§ AIM OF THE EXERCISE
Below are some records; repeat them all exactly, minus the pictures.

§ MATERIAL

☆ ☆ ☆

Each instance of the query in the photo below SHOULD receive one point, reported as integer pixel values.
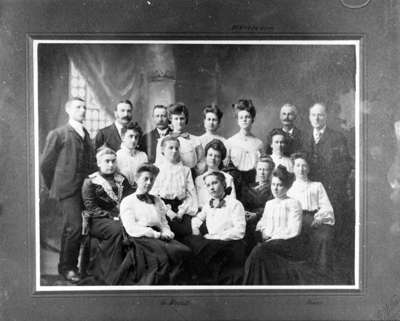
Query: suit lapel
(75, 134)
(115, 132)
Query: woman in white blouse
(318, 216)
(279, 230)
(215, 152)
(175, 186)
(212, 119)
(154, 257)
(218, 230)
(244, 148)
(128, 156)
(277, 145)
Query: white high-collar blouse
(282, 219)
(312, 196)
(225, 223)
(175, 181)
(202, 194)
(283, 160)
(128, 163)
(138, 217)
(244, 151)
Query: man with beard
(148, 143)
(66, 160)
(288, 115)
(330, 161)
(111, 135)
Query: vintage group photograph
(187, 164)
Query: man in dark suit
(111, 135)
(148, 143)
(66, 160)
(330, 161)
(288, 115)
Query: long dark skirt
(318, 243)
(215, 262)
(277, 262)
(152, 262)
(180, 227)
(108, 254)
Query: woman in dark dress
(102, 193)
(318, 216)
(154, 257)
(279, 230)
(254, 197)
(217, 240)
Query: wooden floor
(341, 274)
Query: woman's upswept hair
(247, 105)
(213, 109)
(217, 145)
(284, 175)
(272, 133)
(177, 109)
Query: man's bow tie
(218, 203)
(183, 135)
(149, 199)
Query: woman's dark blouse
(98, 203)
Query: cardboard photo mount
(377, 297)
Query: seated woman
(215, 152)
(276, 148)
(191, 151)
(155, 257)
(212, 117)
(175, 186)
(243, 148)
(279, 229)
(128, 156)
(102, 193)
(218, 254)
(318, 217)
(254, 196)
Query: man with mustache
(66, 160)
(288, 115)
(148, 143)
(111, 135)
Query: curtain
(117, 72)
(53, 84)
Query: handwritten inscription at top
(251, 28)
(174, 302)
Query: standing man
(288, 115)
(330, 162)
(66, 160)
(111, 135)
(148, 143)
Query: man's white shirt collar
(77, 126)
(119, 128)
(162, 132)
(290, 131)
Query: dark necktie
(221, 203)
(183, 135)
(149, 199)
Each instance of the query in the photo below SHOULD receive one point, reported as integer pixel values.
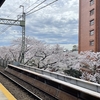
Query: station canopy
(1, 2)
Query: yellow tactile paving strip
(6, 93)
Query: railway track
(58, 89)
(21, 86)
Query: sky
(55, 24)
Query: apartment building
(89, 25)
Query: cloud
(57, 23)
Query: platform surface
(5, 94)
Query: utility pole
(18, 23)
(23, 37)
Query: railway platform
(5, 94)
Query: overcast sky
(55, 24)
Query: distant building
(89, 25)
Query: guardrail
(79, 82)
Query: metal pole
(23, 38)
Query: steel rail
(37, 97)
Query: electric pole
(18, 23)
(23, 37)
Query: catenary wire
(40, 8)
(36, 6)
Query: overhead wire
(14, 22)
(32, 4)
(36, 6)
(27, 13)
(40, 8)
(16, 8)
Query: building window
(92, 12)
(91, 32)
(91, 22)
(91, 42)
(91, 2)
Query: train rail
(21, 86)
(79, 82)
(59, 89)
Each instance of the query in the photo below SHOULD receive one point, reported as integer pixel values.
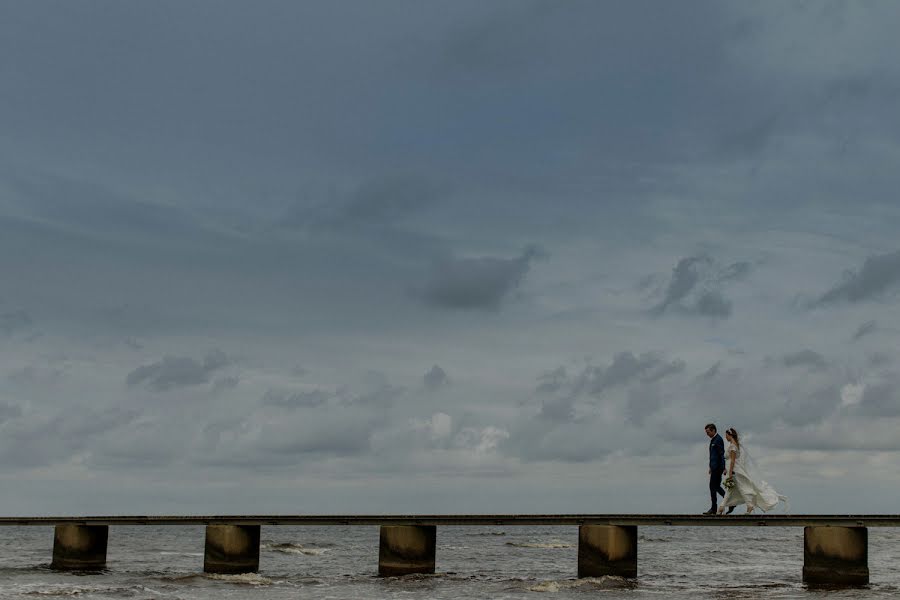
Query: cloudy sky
(423, 256)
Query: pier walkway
(835, 546)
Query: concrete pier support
(607, 550)
(836, 555)
(231, 549)
(80, 547)
(406, 549)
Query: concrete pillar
(836, 555)
(406, 549)
(231, 549)
(607, 550)
(80, 547)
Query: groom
(716, 466)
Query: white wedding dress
(749, 487)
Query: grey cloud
(685, 277)
(881, 400)
(643, 402)
(14, 322)
(879, 274)
(477, 283)
(805, 358)
(865, 329)
(711, 372)
(9, 411)
(45, 439)
(551, 381)
(735, 271)
(626, 368)
(176, 371)
(575, 442)
(812, 407)
(382, 396)
(695, 287)
(226, 383)
(751, 140)
(304, 399)
(377, 202)
(879, 359)
(435, 379)
(713, 304)
(559, 409)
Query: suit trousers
(715, 485)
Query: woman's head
(731, 434)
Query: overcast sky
(426, 256)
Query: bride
(749, 488)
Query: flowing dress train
(749, 487)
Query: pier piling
(406, 549)
(607, 550)
(79, 547)
(836, 555)
(231, 549)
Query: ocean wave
(553, 544)
(63, 589)
(289, 548)
(252, 579)
(607, 581)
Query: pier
(835, 547)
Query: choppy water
(472, 562)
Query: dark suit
(716, 467)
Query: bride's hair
(733, 433)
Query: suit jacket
(717, 453)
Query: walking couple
(743, 482)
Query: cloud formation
(435, 379)
(177, 371)
(477, 283)
(696, 287)
(879, 275)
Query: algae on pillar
(836, 555)
(231, 549)
(406, 549)
(607, 550)
(80, 547)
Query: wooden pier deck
(835, 547)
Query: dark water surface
(472, 562)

☆ ☆ ☆

§ ANSWER IN FULL
Each instance of the query in the photo below SHOULD receive one point, reported as integer pixel values.
Query: suit lapel
(75, 134)
(115, 132)
Query: woman in white blouse
(318, 216)
(279, 230)
(215, 152)
(175, 186)
(212, 119)
(154, 257)
(218, 230)
(244, 148)
(128, 156)
(277, 145)
Query: white high-collar blouse
(282, 219)
(312, 196)
(225, 223)
(175, 181)
(202, 194)
(283, 160)
(128, 163)
(138, 217)
(244, 151)
Query: man with beard
(148, 143)
(66, 160)
(288, 115)
(330, 161)
(111, 135)
Query: vintage group photograph
(187, 164)
Query: man in dark suit
(111, 135)
(148, 143)
(66, 160)
(330, 161)
(288, 115)
Query: long dark skirt
(318, 243)
(215, 262)
(277, 262)
(152, 262)
(180, 227)
(108, 254)
Query: woman in dark dress
(102, 193)
(318, 216)
(154, 257)
(279, 230)
(254, 197)
(217, 240)
Query: wooden floor
(341, 274)
Query: woman's upswept hair
(247, 105)
(213, 109)
(217, 145)
(284, 175)
(272, 133)
(177, 109)
Query: man's bow tie
(218, 203)
(183, 135)
(149, 199)
Query: woman's dark blouse
(98, 203)
Query: cardboard photo mount
(377, 297)
Query: seated woman
(215, 152)
(276, 148)
(191, 151)
(155, 257)
(212, 117)
(175, 186)
(243, 148)
(279, 229)
(128, 156)
(102, 193)
(218, 254)
(318, 217)
(254, 196)
Query: man with mustache
(66, 160)
(288, 115)
(148, 143)
(111, 135)
Query: curtain
(117, 72)
(53, 84)
Query: handwritten inscription at top
(251, 28)
(174, 302)
Query: standing man
(288, 115)
(330, 162)
(66, 160)
(111, 135)
(148, 143)
Query: man's white shirt collar
(77, 126)
(119, 128)
(162, 132)
(290, 131)
Query: dark necktie
(221, 203)
(183, 135)
(149, 199)
Each instance of the query in the photo below SHOULD receive one point, reported as integer pixel values.
Query: station canopy
(1, 2)
Query: yellow tactile paving strip
(6, 93)
Query: railway track
(58, 89)
(21, 86)
Query: sky
(55, 24)
Query: apartment building
(89, 25)
Query: cloud
(57, 23)
Query: platform surface
(5, 94)
Query: utility pole
(18, 23)
(23, 37)
Query: railway platform
(5, 94)
Query: overcast sky
(55, 24)
Query: distant building
(89, 25)
Query: guardrail
(79, 82)
Query: metal pole
(23, 38)
Query: steel rail
(37, 97)
Query: electric pole
(18, 23)
(23, 37)
Query: catenary wire
(40, 8)
(36, 6)
Query: overhead wire
(14, 22)
(32, 4)
(36, 6)
(27, 13)
(40, 8)
(16, 8)
Query: building window
(92, 12)
(91, 32)
(91, 22)
(91, 42)
(91, 2)
Query: train rail
(21, 86)
(79, 82)
(59, 89)
Each instance of the query in the photo below SHOULD receive one point, reported as integer pixel values.
Query: cloudy sky
(423, 256)
Query: pier walkway
(835, 546)
Query: concrete pier support
(607, 550)
(836, 555)
(231, 549)
(80, 547)
(406, 549)
Query: concrete pillar
(836, 555)
(406, 549)
(231, 549)
(607, 550)
(80, 547)
Query: groom
(716, 466)
Query: white wedding dress
(749, 487)
Query: grey cloud
(685, 277)
(881, 400)
(643, 402)
(14, 322)
(879, 274)
(477, 283)
(805, 358)
(865, 329)
(711, 372)
(9, 411)
(45, 439)
(551, 381)
(735, 271)
(626, 368)
(176, 371)
(575, 442)
(812, 407)
(382, 396)
(695, 287)
(226, 383)
(751, 140)
(304, 399)
(377, 202)
(879, 359)
(435, 379)
(713, 304)
(559, 409)
Query: suit trousers
(715, 485)
Query: woman's head
(731, 434)
Query: overcast sky
(426, 256)
Query: bride
(749, 488)
Query: flowing dress train
(749, 487)
Query: pier piling
(406, 549)
(607, 550)
(79, 547)
(836, 555)
(231, 549)
Query: ocean wave
(553, 544)
(63, 589)
(289, 548)
(252, 579)
(607, 581)
Query: pier
(835, 547)
Query: choppy water
(472, 562)
Query: dark suit
(716, 467)
Query: bride's hair
(733, 433)
Query: suit jacket
(717, 453)
Query: walking couple
(743, 482)
Query: cloud formation
(435, 379)
(177, 371)
(477, 283)
(696, 287)
(879, 275)
Query: algae on pillar
(836, 555)
(231, 549)
(406, 549)
(607, 550)
(80, 547)
Query: wooden pier deck
(835, 547)
Query: dark water surface
(472, 562)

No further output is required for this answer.